_DOCUMENT EXCERPT_
--------

I’m beginning to think that Medicare D (which supposedly covers prescription drugs) is one of the biggest scams ever to profit the insurance industry. They’ve got old people over the barrel, they don’t cover very much, and even the cheapest Part D plan is amazingly expensive.
The deal goes like this:
You sign up with a private insurance company to get prescription drug coverage. Premiums vary by insurer, but the cheapest is about $20 a month. The average is about $30.
If you decline coverage, you can climb onboard later…but to do so, you have to pay an extra gouge — for the rest of your life! If you don’t sign up for Part D the minute you become eligible for Medicare (at the age of 65) and you need it later, you have to pay higher premiums.
The deductible is exorbitant — mine is almost $400. If, like me, you don’t take prescription drugs every day of your life, this means you end up paying out of pocket for everything. Got that? If yours is an average premium, then you’ll shell out $600 or $700 before your coverage kicks in.
If you actually do fall ill, or if you have a very expensive chronic illness such as MS or Parkinson’s, then you will eventually hit the “doughnut hole.” After the costs of your meds hit $2,970, your insurer no longer has to cover you: you get to pay everything out of pocket.
In other words, Part D insurers collect a ton of money from you, but they really don’t have to pay out much. It’s a gold mine! Thank you very much, insurance lobby and craven elected representatives.
This is the scenario from the git-go. Then, to keep from having you cost them anything at all, Part D insurers impose all sorts of restrictions on the medications you’re allowed to use. Most companies try to keep you from buying brand-name drugs — they’ll only cover generics. For most consumers, this is probably OK, but the fact is that some generics actually are different from the brand-name versions, and for some people they don’t work as well.
Now we have this: pre-approval for prescriptions!
Yes.
When I went to the doc last week to find out why my back, leg, and foot have hurt nonstop for the past eight months, I was told nothing was broken and it appeared the issue was a stubborn muscle spasm. He prescribed a muscle relaxant.

--------

_PROVIDED DATA_
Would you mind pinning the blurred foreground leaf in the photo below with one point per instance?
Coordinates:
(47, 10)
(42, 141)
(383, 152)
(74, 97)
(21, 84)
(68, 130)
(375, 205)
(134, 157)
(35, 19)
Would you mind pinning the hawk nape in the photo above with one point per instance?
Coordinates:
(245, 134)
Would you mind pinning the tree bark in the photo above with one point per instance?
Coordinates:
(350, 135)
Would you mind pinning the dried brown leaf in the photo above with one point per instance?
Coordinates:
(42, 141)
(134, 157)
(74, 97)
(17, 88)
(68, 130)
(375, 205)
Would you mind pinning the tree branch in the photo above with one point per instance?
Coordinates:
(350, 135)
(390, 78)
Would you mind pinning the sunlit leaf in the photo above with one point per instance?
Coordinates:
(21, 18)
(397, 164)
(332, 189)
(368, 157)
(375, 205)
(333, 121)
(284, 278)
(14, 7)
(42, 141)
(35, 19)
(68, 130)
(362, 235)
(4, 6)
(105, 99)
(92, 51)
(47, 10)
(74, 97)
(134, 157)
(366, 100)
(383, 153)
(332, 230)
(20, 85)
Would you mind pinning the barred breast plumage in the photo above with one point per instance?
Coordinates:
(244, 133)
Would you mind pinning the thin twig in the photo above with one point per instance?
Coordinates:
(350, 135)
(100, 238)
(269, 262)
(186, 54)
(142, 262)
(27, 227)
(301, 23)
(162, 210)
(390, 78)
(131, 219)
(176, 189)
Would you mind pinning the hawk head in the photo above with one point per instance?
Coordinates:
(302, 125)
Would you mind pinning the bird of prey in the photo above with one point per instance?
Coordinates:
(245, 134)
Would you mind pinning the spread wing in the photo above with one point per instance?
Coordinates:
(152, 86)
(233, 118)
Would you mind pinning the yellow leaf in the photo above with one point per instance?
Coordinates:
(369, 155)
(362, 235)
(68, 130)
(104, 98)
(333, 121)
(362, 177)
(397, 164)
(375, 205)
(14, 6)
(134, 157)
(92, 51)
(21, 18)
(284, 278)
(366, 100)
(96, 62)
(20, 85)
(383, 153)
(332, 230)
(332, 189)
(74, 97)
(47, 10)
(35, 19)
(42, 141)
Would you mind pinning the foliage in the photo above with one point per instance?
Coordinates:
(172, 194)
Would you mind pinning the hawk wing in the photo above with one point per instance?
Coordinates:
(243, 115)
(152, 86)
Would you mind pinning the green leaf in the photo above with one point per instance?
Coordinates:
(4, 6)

--------

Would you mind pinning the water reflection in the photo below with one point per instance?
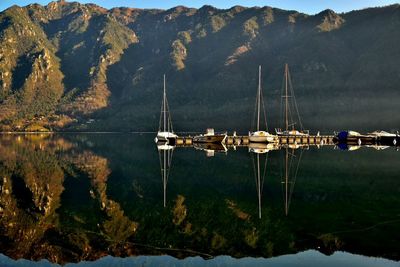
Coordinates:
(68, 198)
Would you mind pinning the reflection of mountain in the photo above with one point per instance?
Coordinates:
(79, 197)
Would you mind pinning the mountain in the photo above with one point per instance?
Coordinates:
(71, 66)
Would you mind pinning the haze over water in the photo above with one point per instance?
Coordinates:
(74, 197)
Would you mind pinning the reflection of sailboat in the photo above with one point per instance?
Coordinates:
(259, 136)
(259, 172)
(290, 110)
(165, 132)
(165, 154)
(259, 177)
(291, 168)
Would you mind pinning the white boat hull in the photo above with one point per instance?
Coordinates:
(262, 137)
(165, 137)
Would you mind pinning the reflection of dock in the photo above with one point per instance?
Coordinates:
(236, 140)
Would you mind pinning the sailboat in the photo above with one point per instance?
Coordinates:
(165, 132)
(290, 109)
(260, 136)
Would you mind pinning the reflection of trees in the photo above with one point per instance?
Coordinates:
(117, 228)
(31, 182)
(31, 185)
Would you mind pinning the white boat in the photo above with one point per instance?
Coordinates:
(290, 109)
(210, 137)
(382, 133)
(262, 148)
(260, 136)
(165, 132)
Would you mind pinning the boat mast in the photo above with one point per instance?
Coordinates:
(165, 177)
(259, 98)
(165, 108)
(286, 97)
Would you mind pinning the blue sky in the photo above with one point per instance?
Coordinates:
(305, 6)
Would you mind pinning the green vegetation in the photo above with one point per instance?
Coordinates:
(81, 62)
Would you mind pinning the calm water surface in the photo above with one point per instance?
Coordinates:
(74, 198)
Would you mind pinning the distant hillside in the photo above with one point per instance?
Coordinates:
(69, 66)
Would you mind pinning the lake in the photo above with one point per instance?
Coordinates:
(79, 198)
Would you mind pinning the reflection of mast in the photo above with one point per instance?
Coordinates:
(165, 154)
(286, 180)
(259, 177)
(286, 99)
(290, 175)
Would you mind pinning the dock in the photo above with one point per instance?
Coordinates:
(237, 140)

--------

_INSTRUCTIONS TO FOLLOW_
Continue the piece on Medicare Part D from after its last sentence, about the muscle relaxant the doctor prescribed.

_EXPECTED OUTPUT_
I asked him to make the prescription for a generic. He said the stuff didn’t come in a generic.
I knew my Part D crooks wouldn’t cover a nongeneric drug but figured what the hell, I’d just pay for it out of pocket.
Not quite. When I got to the pharmacy, I was told that no indeed, Part D would not cover it. The price? A hundred and five dollars…for 24 pills! Which I was supposed to take three times a day: a week’s supply.
While there, I recalled why I was unhappy with my local Safeway’s pharmacy: they’ve hired an illiterate moron as an assistant. You can’t get past her, and after she’s greeted you with “I do got the pills but…” you realize she’s every bit as stupid as she sounds every time she opens her mouth.
I called the Mayo, asked for a different prescription, and told them to please send it to the Walgreen’s, not the Safeway pharmacy. They jumped through the hoops required for that: this involved calling the insurance company and asking what muscle relaxant they would cover. Once they knew that, they called Walgreen’s and ordered it up.
The woman I spoke with at the Mayo said the price would be about $17, so even if it wasn’t covered, I could afford it. The multisyllabic name of this drug went right past me, so I couldn’t look it up online at that moment.
Before long, Walgreen’s machine called to say there was a problem. I drove over there to see WTF, and was told Part D wouldn’t cover the stuff because it wasn’t pre-approved!
How, exactly, are you supposed to get “pre-approval” — presumably before you even go to the doctor — for a medication you don’t know you’re going to need?
I paid for this generic concoction out of pocket. Remember, this is my doctor’s third choice: the first was rejected because it was not generic. The second, a generic, was not on their “formulary” — a list of the meds they will pay for. The third is something called cyclobenzaprine.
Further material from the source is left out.